+++ Record extracts +++

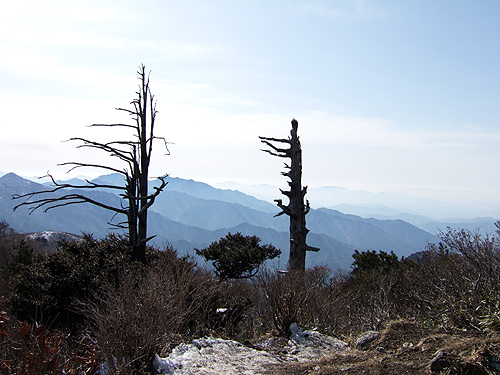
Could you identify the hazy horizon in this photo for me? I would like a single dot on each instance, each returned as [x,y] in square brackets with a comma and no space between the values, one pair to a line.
[390,97]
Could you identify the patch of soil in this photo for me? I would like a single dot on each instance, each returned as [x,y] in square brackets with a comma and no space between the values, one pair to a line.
[405,347]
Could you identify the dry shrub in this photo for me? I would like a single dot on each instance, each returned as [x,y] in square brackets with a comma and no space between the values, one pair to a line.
[147,309]
[32,349]
[290,297]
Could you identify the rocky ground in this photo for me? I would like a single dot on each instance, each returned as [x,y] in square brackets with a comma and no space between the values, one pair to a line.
[406,348]
[403,347]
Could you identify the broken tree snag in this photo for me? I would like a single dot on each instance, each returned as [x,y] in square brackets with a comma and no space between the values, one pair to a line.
[296,209]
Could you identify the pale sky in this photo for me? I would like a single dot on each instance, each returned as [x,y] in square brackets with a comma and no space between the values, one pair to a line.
[389,95]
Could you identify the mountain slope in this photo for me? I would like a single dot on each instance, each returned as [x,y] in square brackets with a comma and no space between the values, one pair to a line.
[186,221]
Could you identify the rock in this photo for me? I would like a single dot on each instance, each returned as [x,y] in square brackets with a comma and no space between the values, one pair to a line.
[214,356]
[440,361]
[366,338]
[217,356]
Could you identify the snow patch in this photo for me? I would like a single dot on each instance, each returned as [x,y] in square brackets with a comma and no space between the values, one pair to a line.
[209,356]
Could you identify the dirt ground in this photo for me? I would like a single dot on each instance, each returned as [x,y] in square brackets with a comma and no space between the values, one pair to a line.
[406,348]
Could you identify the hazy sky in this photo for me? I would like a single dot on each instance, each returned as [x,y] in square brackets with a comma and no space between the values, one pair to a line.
[389,95]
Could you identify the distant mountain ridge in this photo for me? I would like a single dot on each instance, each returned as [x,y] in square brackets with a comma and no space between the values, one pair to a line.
[189,214]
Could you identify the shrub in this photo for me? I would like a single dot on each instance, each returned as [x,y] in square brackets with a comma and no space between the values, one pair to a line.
[237,256]
[45,287]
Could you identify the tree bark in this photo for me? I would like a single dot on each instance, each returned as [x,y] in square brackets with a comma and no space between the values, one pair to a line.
[296,208]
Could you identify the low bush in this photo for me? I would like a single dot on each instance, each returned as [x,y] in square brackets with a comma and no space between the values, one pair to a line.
[127,312]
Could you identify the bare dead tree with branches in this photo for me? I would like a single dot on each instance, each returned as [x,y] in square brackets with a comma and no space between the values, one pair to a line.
[135,153]
[296,209]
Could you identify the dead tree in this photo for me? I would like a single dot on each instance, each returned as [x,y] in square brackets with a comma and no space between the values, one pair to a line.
[136,155]
[296,209]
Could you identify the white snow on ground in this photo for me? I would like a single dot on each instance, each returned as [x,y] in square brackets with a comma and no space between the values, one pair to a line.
[207,356]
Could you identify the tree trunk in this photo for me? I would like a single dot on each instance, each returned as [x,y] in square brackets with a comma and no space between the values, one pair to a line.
[296,209]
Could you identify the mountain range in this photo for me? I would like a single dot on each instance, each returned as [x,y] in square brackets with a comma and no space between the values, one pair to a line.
[191,214]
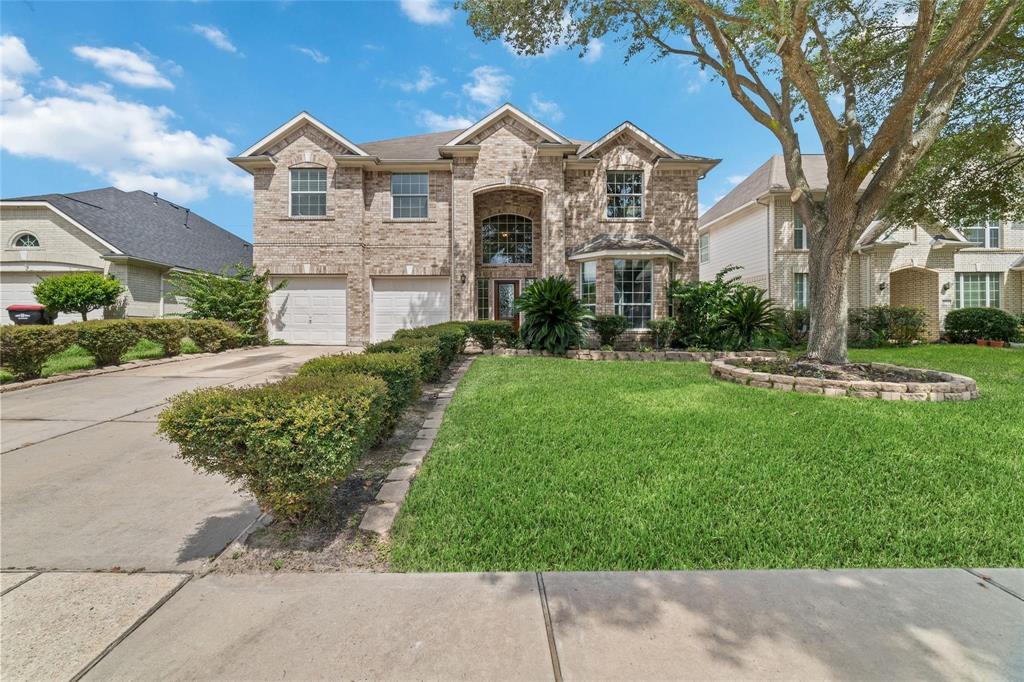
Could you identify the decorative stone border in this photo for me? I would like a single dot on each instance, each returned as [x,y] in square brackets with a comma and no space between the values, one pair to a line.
[380,516]
[952,387]
[132,365]
[659,355]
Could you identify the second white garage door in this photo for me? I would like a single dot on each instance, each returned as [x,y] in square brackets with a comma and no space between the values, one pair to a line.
[309,310]
[403,302]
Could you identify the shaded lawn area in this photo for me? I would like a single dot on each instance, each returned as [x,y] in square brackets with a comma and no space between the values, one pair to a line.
[546,464]
[76,357]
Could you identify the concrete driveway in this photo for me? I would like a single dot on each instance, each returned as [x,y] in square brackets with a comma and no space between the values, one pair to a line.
[87,484]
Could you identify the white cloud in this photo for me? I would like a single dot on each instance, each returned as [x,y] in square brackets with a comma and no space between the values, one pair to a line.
[435,122]
[313,54]
[426,80]
[595,49]
[124,66]
[216,37]
[489,85]
[426,11]
[545,110]
[130,144]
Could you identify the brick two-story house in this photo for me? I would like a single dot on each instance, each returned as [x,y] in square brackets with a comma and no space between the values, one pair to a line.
[934,267]
[414,230]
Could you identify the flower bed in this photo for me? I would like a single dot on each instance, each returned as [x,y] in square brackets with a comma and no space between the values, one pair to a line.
[670,355]
[872,380]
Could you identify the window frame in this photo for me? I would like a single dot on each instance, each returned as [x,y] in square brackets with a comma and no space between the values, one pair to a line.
[608,195]
[425,195]
[584,283]
[292,192]
[619,266]
[989,229]
[14,245]
[508,248]
[801,292]
[989,279]
[704,248]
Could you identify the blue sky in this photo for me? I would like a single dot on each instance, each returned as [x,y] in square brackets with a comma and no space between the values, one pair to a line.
[153,95]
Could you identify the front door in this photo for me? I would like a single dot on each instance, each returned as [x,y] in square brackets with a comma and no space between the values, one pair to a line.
[505,295]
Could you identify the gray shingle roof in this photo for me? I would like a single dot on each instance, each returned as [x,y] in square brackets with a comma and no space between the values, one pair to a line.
[770,176]
[623,243]
[150,228]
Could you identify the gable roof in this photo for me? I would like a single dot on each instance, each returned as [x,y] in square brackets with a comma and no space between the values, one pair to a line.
[528,121]
[139,225]
[301,119]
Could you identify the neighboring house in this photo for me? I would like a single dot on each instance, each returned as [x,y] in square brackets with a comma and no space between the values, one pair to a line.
[134,236]
[414,230]
[932,267]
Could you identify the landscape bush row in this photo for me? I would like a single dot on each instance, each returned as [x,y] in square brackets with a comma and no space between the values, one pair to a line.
[26,348]
[290,442]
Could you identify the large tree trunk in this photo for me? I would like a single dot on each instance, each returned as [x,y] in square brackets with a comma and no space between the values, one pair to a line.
[829,265]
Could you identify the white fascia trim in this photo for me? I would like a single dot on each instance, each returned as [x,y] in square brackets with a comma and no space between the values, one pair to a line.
[300,119]
[498,113]
[756,202]
[35,204]
[620,253]
[626,125]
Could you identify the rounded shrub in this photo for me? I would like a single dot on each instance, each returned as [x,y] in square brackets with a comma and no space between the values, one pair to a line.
[26,348]
[168,333]
[969,325]
[107,340]
[212,335]
[287,443]
[399,371]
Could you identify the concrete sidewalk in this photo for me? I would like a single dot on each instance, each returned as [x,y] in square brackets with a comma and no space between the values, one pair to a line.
[922,624]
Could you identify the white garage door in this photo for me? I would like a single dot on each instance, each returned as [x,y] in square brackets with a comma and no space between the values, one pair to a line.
[309,310]
[15,288]
[403,302]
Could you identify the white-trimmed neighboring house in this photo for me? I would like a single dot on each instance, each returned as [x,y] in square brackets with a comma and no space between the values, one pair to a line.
[134,236]
[933,267]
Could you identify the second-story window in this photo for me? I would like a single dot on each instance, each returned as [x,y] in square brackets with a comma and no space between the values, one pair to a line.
[625,190]
[985,233]
[308,193]
[409,195]
[800,242]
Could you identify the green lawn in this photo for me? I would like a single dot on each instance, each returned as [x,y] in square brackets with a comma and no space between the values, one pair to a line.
[77,357]
[560,465]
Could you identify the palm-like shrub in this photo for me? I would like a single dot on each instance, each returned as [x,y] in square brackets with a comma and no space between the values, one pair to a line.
[748,314]
[553,315]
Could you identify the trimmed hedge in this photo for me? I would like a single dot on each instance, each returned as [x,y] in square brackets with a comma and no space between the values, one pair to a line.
[213,335]
[107,340]
[26,348]
[969,325]
[399,371]
[169,333]
[427,351]
[488,332]
[287,443]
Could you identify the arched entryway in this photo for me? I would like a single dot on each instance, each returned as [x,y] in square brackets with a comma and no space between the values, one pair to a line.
[918,287]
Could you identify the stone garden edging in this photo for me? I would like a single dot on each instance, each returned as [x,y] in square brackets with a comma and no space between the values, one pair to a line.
[131,365]
[380,516]
[652,355]
[953,386]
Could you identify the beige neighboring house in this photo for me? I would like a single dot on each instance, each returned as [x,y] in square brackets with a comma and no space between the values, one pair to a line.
[134,236]
[933,267]
[414,230]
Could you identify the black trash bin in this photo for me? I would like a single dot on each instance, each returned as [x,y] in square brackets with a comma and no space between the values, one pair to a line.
[25,313]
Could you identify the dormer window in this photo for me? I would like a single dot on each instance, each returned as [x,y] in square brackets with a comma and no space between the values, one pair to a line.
[625,192]
[984,235]
[26,241]
[308,193]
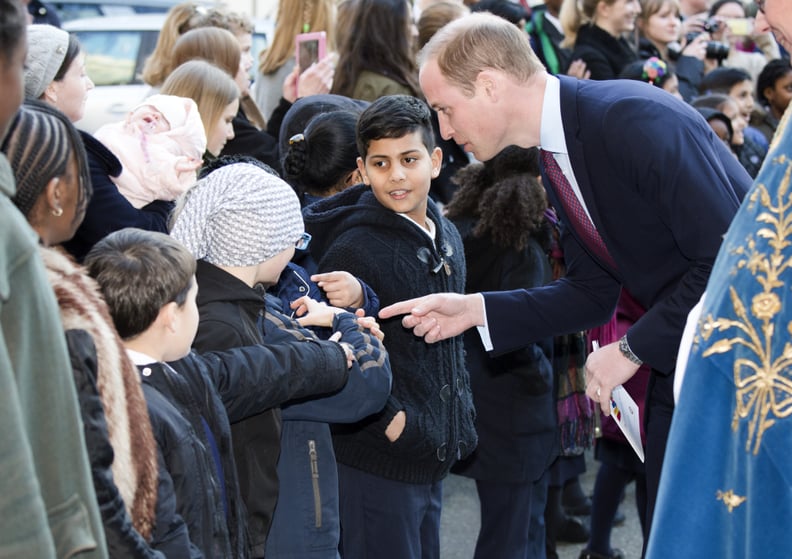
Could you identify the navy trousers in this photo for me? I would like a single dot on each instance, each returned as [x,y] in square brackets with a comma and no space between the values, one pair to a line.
[386,519]
[512,520]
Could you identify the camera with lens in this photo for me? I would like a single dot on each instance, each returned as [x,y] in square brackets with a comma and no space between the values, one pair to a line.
[712,25]
[715,49]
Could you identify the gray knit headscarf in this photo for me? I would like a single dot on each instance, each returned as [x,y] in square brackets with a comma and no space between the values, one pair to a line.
[238,215]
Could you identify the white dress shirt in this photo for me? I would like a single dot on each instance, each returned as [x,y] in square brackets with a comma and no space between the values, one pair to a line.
[552,139]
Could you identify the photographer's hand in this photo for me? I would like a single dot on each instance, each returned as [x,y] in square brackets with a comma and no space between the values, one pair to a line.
[697,48]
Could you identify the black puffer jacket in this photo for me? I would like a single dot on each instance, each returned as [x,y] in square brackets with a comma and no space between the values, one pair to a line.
[198,395]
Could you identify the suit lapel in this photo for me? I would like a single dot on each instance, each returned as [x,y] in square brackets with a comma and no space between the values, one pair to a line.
[572,119]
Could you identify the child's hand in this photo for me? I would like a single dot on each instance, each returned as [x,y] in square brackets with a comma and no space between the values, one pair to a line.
[342,289]
[311,312]
[371,323]
[348,349]
[186,164]
[396,426]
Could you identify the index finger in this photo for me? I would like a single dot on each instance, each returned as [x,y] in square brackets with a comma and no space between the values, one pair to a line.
[402,307]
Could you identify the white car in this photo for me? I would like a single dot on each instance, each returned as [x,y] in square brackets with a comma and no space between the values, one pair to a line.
[116,49]
[73,9]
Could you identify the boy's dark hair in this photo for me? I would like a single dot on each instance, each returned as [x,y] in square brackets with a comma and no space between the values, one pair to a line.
[505,197]
[72,50]
[394,116]
[13,26]
[219,162]
[139,272]
[771,73]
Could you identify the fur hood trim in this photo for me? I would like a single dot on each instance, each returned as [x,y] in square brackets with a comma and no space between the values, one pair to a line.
[135,464]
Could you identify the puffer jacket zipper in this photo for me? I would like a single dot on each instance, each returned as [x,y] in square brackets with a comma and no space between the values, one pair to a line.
[312,454]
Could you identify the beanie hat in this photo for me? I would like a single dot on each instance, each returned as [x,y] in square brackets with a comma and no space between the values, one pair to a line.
[186,126]
[238,215]
[47,47]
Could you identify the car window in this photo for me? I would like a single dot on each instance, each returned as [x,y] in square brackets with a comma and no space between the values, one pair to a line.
[111,56]
[68,11]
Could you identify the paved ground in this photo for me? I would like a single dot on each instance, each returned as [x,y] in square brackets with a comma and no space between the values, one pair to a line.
[460,520]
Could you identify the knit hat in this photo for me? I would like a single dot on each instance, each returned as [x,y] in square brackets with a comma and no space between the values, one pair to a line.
[238,215]
[47,47]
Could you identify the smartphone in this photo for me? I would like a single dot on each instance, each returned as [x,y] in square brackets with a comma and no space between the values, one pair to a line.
[740,26]
[310,48]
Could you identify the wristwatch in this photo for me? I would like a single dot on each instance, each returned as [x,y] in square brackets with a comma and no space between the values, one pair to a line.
[624,347]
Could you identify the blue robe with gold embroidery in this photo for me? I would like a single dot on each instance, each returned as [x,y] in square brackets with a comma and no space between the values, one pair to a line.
[726,486]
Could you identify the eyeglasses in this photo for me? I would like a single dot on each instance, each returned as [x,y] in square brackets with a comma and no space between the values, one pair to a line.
[303,242]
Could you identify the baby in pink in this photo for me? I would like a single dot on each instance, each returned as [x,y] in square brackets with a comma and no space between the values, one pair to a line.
[160,145]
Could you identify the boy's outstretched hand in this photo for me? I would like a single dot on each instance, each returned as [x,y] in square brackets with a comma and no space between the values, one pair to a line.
[348,349]
[371,323]
[439,316]
[311,312]
[341,288]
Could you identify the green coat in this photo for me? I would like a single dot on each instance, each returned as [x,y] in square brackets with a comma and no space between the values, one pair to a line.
[370,87]
[47,501]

+++

What is required
Print precisely the lines from the one with "Could you identify the baby" through the end of the data above, adding nothing.

Your response
Could you identify the baby in pink in this photo for me? I would like a single dot on each instance, each returned as [x,y] in square brackets with a comma and no space between the values, one pair to a line.
[160,145]
Could you identify the boy's outstretched hand in this photo for me? I would like a single dot on each instance, each returned as [x,y] in square brackets with a comma and no space between the values, one pair to a line.
[348,349]
[371,323]
[439,316]
[311,312]
[341,288]
Could you identify the green coat in this photo for me? I would like a single dot on each instance, each returned as [x,y] in square brackets with a comma and no space between the values, one pair to a line.
[370,87]
[47,501]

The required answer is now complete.